**Exercise instructions**
Reproduce every line of the listing below word for word, omitting the pictures.

**Pointing records**
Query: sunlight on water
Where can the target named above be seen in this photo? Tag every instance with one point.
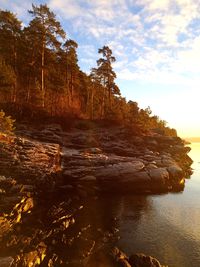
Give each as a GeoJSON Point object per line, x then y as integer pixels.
{"type": "Point", "coordinates": [165, 226]}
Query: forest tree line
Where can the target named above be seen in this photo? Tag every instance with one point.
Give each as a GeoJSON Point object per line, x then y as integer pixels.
{"type": "Point", "coordinates": [39, 73]}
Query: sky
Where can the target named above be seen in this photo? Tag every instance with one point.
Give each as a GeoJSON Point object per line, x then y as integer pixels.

**Exercise result**
Query: sunlight on water
Where can the target named above be seen in this photo? Tag every instance with one point.
Give each as a GeoJSON Point object per line, x then y as integer pixels.
{"type": "Point", "coordinates": [165, 226]}
Query: forest tree line
Where can the target named above be seen in this photo? Tag every instance with one point.
Give each as a GeoJSON Point object per line, x then y as integer pixels.
{"type": "Point", "coordinates": [39, 73]}
Query: sky
Where can the target named above be seen in this photo? Tag every instance with one point.
Give each as a GeoJSON Point object per line, x then y as integer pixels.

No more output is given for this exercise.